• _DOCUMENT_
━━━━━━━━━━

Friday, March 26, 2010

Is there a connection between the US Federal Census and White Supremacy?

“…upon what basis does one believe that the aforementioned resources will be fairly distributed, if the manner in which folks describe themselves for the aforesaid distribution is unfair?”
Dear friends,

At least in town hall records around New England, immediately prior to Hitler’s ascent to power and for decades before that, Irish, Polish, and Italian citizens were, randomly, checked off as “race other than white”. Since then, the descendants of all of those three groups just mentioned are only considered “white”.


The federal census then, at least to me, seems to be used to justify the phony claim of being “white” that allows many citizens in our country to mean-spiritedly pit themselves against others who are labeled "non-white", while, simultaneously, the former group magically becomes an artificial “majority” group. Moreover, in an alleged “democracy” (defined by our government and other cultural institutions conveniently, but improperly, as “the rule of the majority”), such a claim (of being “white”) makes being “white” supreme.


Consequently, millions of citizens mull over the scores of categories for self-description, while millions more who are in the “white” category have little to do, in terms of describing themselves.

To be sure, the ancestors of the aforementioned “majority” group were not considered "white” in their homelands. Only economic factors distinguished them their fellows. As a matter of fact, that’s why their poor butts came here, from the git-go. After all, generally-speaking, aristocrats don’t leave their homelands. They have no reason to. Notwithstanding, ships were sent to Europe in order to bring millions of people here, when there were already millions of African Americans in the South who were forced into the plantation economy of "sharecropping", after the Reconstruction Era was ended by the US government itself, along with quasi-government agencies like the Ku Klux Klan.

Still, why use cultural descriptions for citizens when it pertains to people from places where the inhabitants have a skin color other than pale, but not use cultural descriptions for people who are of European descent? None of the ancestors of the three groups that were noted above even spoke the same language when they came to North America. That means that their cultural distinctions were just as prominent between themselves as Europeans, as they were/are between themselves and people of non-European descent. What’s wrong with this picture?

━━━━━━━━━━

• _TASK LIST_
1/ Decide whether the post on the census and white supremacy supports each statement below, answering yes or no and quoting the words of the post that settle it. (a) New England town hall records checked off some Irish, Polish, and Italian citizens as a race other than white. (b) The ancestors of those three groups spoke the same language when they came to North America. (c) The post holds that aristocrats generally leave their homelands.
2/ List every group that the post on the census and white supremacy says New England town hall records checked off as "race other than white".
3/ Extend the post on the census and white supremacy with the next passage, following on from its closing question.

• _SUPPLIED ENTRIES_
━━━━━━━━━━

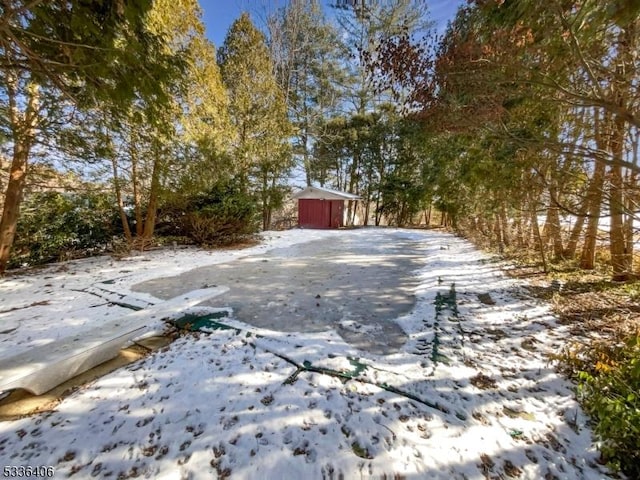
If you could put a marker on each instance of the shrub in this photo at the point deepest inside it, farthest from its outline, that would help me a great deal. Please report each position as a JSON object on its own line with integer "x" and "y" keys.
{"x": 608, "y": 374}
{"x": 223, "y": 215}
{"x": 57, "y": 226}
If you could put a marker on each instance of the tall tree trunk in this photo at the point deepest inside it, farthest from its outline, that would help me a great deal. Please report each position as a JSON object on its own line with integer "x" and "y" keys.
{"x": 595, "y": 193}
{"x": 118, "y": 190}
{"x": 152, "y": 207}
{"x": 620, "y": 258}
{"x": 135, "y": 182}
{"x": 23, "y": 127}
{"x": 538, "y": 237}
{"x": 624, "y": 69}
{"x": 576, "y": 230}
{"x": 504, "y": 225}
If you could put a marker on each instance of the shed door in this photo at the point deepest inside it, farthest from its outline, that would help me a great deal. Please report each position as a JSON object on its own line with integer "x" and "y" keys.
{"x": 313, "y": 213}
{"x": 337, "y": 212}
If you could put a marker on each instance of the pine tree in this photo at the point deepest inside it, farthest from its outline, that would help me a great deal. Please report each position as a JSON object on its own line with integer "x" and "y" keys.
{"x": 258, "y": 112}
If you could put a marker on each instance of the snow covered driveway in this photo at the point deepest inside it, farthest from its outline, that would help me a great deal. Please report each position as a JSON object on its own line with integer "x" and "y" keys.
{"x": 470, "y": 394}
{"x": 357, "y": 283}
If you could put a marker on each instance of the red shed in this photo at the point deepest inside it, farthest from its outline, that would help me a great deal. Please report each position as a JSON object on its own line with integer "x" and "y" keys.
{"x": 321, "y": 207}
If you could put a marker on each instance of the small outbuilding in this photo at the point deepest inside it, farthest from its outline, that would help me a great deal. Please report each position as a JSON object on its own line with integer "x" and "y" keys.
{"x": 321, "y": 207}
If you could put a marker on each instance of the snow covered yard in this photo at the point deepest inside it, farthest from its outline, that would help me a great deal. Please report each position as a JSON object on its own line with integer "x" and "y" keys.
{"x": 471, "y": 394}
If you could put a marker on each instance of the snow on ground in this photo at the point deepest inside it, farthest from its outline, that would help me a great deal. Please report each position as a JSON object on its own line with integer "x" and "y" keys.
{"x": 472, "y": 393}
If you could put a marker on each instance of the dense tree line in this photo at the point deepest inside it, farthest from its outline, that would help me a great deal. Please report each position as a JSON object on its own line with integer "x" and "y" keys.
{"x": 530, "y": 120}
{"x": 519, "y": 125}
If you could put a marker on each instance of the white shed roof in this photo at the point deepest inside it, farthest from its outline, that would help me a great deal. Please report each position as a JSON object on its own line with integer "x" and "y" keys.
{"x": 324, "y": 194}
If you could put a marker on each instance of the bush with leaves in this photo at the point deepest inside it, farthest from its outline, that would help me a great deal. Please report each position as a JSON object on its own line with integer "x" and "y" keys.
{"x": 57, "y": 226}
{"x": 223, "y": 215}
{"x": 608, "y": 374}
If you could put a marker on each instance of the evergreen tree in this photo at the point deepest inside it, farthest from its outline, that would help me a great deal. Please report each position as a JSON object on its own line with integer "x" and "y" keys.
{"x": 258, "y": 113}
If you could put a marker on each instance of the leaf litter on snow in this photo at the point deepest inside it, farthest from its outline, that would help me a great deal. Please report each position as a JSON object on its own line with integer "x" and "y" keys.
{"x": 470, "y": 395}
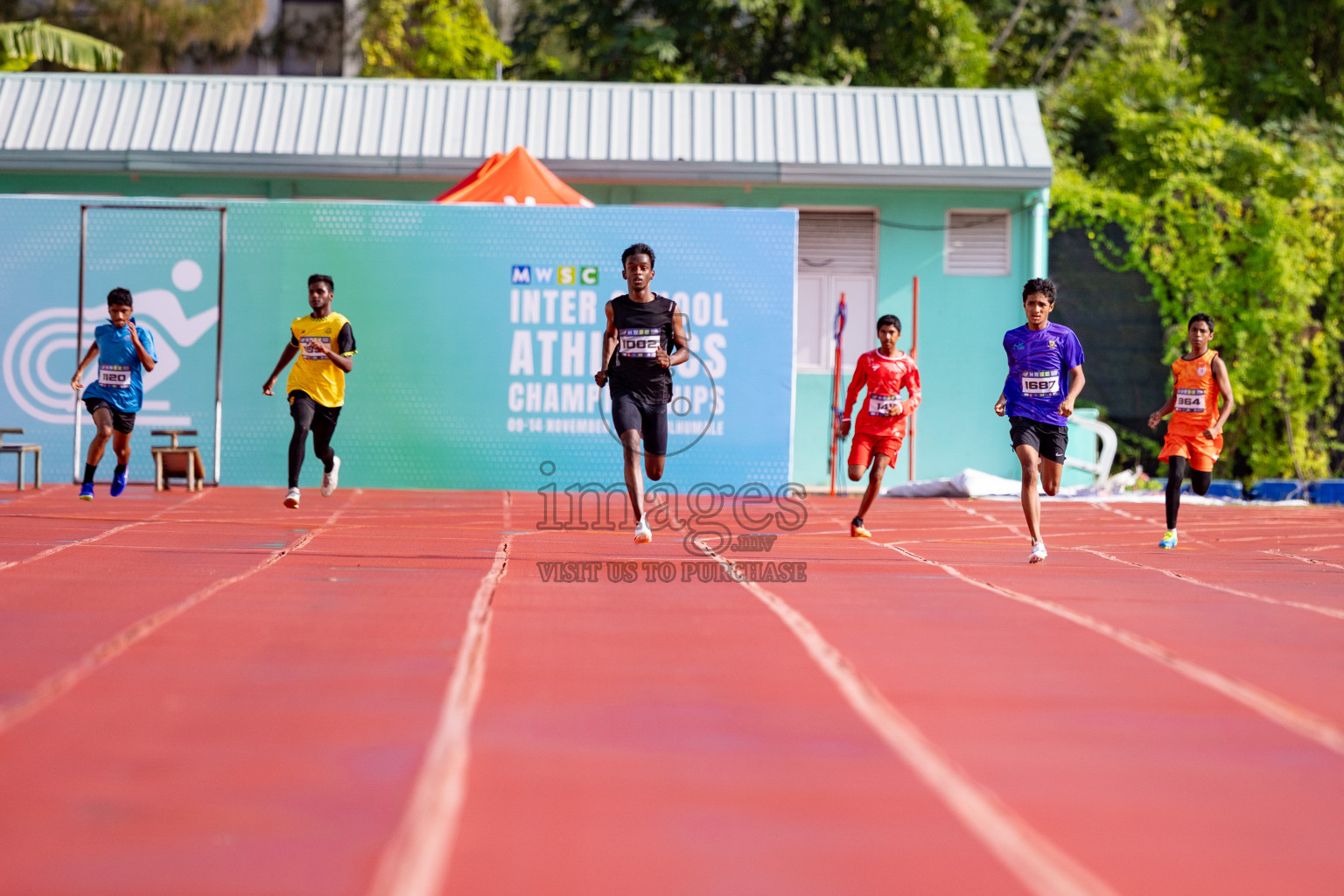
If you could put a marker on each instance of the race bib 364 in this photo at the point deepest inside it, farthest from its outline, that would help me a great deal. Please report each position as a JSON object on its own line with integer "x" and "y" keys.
{"x": 1190, "y": 401}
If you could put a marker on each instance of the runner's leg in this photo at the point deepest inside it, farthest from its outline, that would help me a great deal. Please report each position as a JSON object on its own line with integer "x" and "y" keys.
{"x": 324, "y": 424}
{"x": 301, "y": 409}
{"x": 634, "y": 481}
{"x": 1030, "y": 461}
{"x": 1175, "y": 476}
{"x": 879, "y": 466}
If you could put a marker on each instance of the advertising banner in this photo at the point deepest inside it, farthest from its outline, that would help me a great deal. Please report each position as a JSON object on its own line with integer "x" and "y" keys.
{"x": 478, "y": 332}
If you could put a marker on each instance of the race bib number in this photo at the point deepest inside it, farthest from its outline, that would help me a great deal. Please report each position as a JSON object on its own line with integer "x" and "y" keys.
{"x": 639, "y": 343}
{"x": 883, "y": 404}
{"x": 1040, "y": 383}
{"x": 115, "y": 375}
{"x": 1190, "y": 401}
{"x": 310, "y": 346}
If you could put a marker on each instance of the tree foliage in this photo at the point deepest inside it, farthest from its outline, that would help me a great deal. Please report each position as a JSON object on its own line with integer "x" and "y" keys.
{"x": 156, "y": 35}
{"x": 430, "y": 39}
{"x": 1246, "y": 225}
{"x": 862, "y": 42}
{"x": 23, "y": 43}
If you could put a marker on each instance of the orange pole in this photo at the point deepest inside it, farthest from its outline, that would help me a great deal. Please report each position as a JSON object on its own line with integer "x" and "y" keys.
{"x": 835, "y": 413}
{"x": 914, "y": 356}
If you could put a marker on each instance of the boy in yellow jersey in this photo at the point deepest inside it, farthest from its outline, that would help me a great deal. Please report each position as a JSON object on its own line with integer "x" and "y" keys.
{"x": 326, "y": 346}
{"x": 1195, "y": 434}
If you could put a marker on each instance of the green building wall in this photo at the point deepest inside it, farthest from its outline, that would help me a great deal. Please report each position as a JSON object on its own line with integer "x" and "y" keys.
{"x": 962, "y": 318}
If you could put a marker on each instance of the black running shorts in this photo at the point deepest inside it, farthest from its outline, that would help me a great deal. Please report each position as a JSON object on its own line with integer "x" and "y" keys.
{"x": 1048, "y": 439}
{"x": 629, "y": 413}
{"x": 122, "y": 421}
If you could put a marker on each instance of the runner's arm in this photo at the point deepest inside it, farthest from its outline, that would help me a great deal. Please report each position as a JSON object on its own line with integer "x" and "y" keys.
{"x": 74, "y": 381}
{"x": 608, "y": 346}
{"x": 285, "y": 358}
{"x": 680, "y": 339}
{"x": 147, "y": 359}
{"x": 1168, "y": 406}
{"x": 1225, "y": 387}
{"x": 1075, "y": 386}
{"x": 857, "y": 383}
{"x": 913, "y": 391}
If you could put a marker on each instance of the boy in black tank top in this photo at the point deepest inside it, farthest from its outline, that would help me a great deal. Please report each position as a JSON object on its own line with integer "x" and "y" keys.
{"x": 644, "y": 339}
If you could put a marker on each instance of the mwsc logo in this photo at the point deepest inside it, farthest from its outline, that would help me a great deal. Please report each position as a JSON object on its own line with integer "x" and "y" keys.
{"x": 561, "y": 276}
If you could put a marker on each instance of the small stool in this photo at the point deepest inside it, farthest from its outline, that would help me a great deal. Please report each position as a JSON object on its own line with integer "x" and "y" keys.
{"x": 178, "y": 459}
{"x": 19, "y": 449}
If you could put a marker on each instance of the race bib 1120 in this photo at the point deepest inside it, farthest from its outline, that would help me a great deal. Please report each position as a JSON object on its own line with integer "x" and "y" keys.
{"x": 1040, "y": 383}
{"x": 1190, "y": 401}
{"x": 115, "y": 375}
{"x": 639, "y": 343}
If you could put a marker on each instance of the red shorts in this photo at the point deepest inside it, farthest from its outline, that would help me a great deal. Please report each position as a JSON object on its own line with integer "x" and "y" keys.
{"x": 1196, "y": 449}
{"x": 865, "y": 444}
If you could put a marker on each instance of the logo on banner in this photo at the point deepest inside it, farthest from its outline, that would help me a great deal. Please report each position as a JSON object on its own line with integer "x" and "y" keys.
{"x": 45, "y": 394}
{"x": 561, "y": 276}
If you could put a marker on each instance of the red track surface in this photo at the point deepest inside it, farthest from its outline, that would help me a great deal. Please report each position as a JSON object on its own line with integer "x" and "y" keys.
{"x": 213, "y": 695}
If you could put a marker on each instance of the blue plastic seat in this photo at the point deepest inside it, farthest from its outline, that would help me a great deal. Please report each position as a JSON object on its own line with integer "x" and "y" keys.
{"x": 1326, "y": 492}
{"x": 1276, "y": 491}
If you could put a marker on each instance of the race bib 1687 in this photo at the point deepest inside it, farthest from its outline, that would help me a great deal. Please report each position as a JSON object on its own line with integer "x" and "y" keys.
{"x": 1040, "y": 383}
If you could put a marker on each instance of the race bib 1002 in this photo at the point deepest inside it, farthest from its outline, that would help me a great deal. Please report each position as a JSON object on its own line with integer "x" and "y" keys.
{"x": 1040, "y": 383}
{"x": 1190, "y": 401}
{"x": 310, "y": 344}
{"x": 883, "y": 404}
{"x": 115, "y": 375}
{"x": 639, "y": 343}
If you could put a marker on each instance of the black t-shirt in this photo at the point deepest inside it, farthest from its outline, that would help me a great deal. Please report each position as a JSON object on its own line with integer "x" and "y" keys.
{"x": 641, "y": 328}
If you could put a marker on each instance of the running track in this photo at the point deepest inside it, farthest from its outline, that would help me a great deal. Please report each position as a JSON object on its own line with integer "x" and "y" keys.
{"x": 378, "y": 695}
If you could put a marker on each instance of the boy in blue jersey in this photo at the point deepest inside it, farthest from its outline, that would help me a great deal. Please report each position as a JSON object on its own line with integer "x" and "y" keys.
{"x": 122, "y": 349}
{"x": 1045, "y": 376}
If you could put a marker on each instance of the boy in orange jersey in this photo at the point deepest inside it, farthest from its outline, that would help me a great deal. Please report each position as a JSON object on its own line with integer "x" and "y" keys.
{"x": 1195, "y": 434}
{"x": 882, "y": 418}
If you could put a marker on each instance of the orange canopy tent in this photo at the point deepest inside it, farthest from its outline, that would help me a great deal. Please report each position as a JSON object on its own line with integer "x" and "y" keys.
{"x": 514, "y": 178}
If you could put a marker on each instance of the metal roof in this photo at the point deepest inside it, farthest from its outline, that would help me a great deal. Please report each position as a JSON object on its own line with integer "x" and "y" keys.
{"x": 584, "y": 132}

━━━━━━━━━━

• _ANSWERS_
1/
(a) Yes: "Irish, Polish, and Italian citizens were, randomly, checked off as “race other than white”."
(b) No: "None of the ancestors of the three groups that were noted above even spoke the same language when they came to North America."
(c) No: "aristocrats don’t leave their homelands."

2/
- Irish
- Polish
- Italian

3/
Furthermore, on our federal census forms, why is skin color the only reference for "whites", when for others it is, for example, African American, Asian, Latino, and so forth. Why can’t they be called European American, for instance? To that question, I often hear the objection, “But what’s the difference in calling yourself European American instead of “white”, if you’re still talking about the same people?” It’s an incredibly lame objection, but here’s my response, “Since there is an advantage to being ‘white’, because it makes you part of an artificial ‘majority’ group, in an alleged ‘democracy’, it is, disempowering to call yourself anything other than ‘white .” I mean, who wants to give up an illusion of power, especially since tens of millions of those who call themselves ‘white’ live far below the poverty level, and scores of millions more are only so many paychecks away from bankruptcy?

Additionally, if people stop calling themselves "white", then we will not need either affirmative action or any other special considerations for some citizens. But people do not want to stop calling themselves "white", because, again, it is disempowering to do so. That proves in and of itself that there is an advantage to being "white". So about what are all of the arguments against afirmative action?

Finally, the notion that resources are distributed based upon census figures ignores the mere reality of the outright thievery of corporations and their sycophantic politicians who use our tax dollars as a means to fill their own coffers. Besides, upon what basis does one believe that the aforementioned resources will be fairly distributed, if the manner in which folks describe themselves for the aforesaid distribution is unfair?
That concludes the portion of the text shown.